| READING TEXT |
* * * * *

The first commercial harvest of Arctic apples—genetically modified (GMO) apples that don’t brown when exposed to air—will arrive in 400 Midwestern grocery stores this month, Bloomberg reported.
The product will be sold as 10-ounce bags of sliced Golden Delicious apples. The bags will not have a clear label saying it is a GMO product. Rather, a customer will only know that the fruit is genetically modified by scanning the bag’s QR code with a smartphone, a feature that opponents have shunned.
“Not everyone has a smartphone, and even if you have one, are you going to check every item with it?” Bill Freese, a science-policy analyst at the Center for Food Safety, told Nature.
Americans are generally wary of GMOs and recent polls show that the vast majority (89 percent) favor mandatory labels on GMO foods or products containing such ingredients.
The biotech apple, owned by British Columbia-based Okanagan Specialty Fruits, first stirred up controversy back in February 2015 when the U.S. Department of Agriculture deemed both the Arctic Golden Delicious and Arctic Granny varieties safe for human consumption. It was the first time the federal agency approved an aesthetically-improved genetically engineered food.
To prevent the crop from browning, the company silenced an enzyme called polyphenol oxidase (PPO) that drives oxidation in apples. The benefit of these apples, the company says, is that it cuts down food waste—about 40 percent of apples are currently wasted, with much of that waste from superficial bruising and browning.

* * * * *

| STUDY MATERIAL |
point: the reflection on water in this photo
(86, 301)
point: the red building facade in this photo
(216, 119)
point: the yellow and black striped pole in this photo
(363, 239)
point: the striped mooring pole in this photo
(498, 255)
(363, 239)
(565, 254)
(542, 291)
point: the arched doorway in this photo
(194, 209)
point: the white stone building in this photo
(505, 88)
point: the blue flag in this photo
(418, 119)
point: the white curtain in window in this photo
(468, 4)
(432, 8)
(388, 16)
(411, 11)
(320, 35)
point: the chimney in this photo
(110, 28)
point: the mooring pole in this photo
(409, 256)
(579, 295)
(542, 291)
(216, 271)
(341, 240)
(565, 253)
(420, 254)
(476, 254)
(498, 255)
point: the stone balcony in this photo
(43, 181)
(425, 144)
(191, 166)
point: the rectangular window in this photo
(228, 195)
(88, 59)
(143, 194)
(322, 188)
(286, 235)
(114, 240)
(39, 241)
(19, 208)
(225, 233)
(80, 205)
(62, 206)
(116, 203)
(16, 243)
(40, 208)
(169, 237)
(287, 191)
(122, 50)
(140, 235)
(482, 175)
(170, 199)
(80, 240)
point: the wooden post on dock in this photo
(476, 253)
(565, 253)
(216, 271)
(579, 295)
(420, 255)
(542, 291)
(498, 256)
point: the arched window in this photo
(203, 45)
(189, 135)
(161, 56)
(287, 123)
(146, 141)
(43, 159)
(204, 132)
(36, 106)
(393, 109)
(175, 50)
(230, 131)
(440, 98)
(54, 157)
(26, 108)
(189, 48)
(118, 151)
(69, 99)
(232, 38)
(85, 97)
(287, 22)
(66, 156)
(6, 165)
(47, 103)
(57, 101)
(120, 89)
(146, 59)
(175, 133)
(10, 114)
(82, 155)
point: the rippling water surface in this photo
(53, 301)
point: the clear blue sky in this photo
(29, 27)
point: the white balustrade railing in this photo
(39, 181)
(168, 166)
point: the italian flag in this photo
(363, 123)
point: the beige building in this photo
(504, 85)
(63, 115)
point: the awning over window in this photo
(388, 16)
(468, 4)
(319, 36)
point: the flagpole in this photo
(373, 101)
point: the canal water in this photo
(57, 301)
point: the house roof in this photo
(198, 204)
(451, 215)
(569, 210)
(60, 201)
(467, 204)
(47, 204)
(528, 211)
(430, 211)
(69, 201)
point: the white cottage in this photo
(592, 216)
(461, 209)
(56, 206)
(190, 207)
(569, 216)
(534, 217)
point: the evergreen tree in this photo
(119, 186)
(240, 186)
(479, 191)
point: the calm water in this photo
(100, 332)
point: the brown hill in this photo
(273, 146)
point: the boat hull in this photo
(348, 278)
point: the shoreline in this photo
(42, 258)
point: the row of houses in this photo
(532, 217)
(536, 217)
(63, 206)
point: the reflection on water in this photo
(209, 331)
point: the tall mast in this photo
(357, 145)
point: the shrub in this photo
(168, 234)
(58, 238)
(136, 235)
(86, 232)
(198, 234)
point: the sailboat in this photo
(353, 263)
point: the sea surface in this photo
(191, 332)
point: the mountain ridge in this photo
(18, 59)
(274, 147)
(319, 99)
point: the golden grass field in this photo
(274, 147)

* * * * *

| WORK INSTRUCTIONS |
a – In the Arctic apples article, write out the stretch from "The first commercial" through "containing such ingredients." word for word.
b – List every organization or news outlet named in the Arctic apples article.
c – Continue the Arctic apples article from its last sentence.

| OUTPUTS IN ORDER |
a –
The first commercial harvest of Arctic apples—genetically modified (GMO) apples that don’t brown when exposed to air—will arrive in 400 Midwestern grocery stores this month, Bloomberg reported.
The product will be sold as 10-ounce bags of sliced Golden Delicious apples. The bags will not have a clear label saying it is a GMO product. Rather, a customer will only know that the fruit is genetically modified by scanning the bag’s QR code with a smartphone, a feature that opponents have shunned.
“Not everyone has a smartphone, and even if you have one, are you going to check every item with it?” Bill Freese, a science-policy analyst at the Center for Food Safety, told Nature.
Americans are generally wary of GMOs and recent polls show that the vast majority (89 percent) favor mandatory labels on GMO foods or products containing such ingredients.

b – Bloomberg, the Center for Food Safety, Nature, the U.S. Department of Agriculture, Okanagan Specialty Fruits

c –
“The purpose of Arctic apples is definitely to promote healthy eating, boost apple consumption and reduce food waste, no matter what your age, income or any other factor,” Okanagan president Neal Carter told Bloomberg.
Other small biotech firms are eagerly watching consumer reaction to Arctic apples, Nature reported.
“If the apple sells, it will pave the way for others,” explained Yinong Yang, a Pennsylvania State University plant pathologist who created a mushroom that resists browning by using the genome-editing tool CRISPR-Cas9. He wants to license his mushroom to commercial growers.
Carter told Nature that he is optimistic that people will buy his apples.
“We rarely get e-mails saying we are Satan anymore,” he said. “Now we have people asking where they can buy the apples.”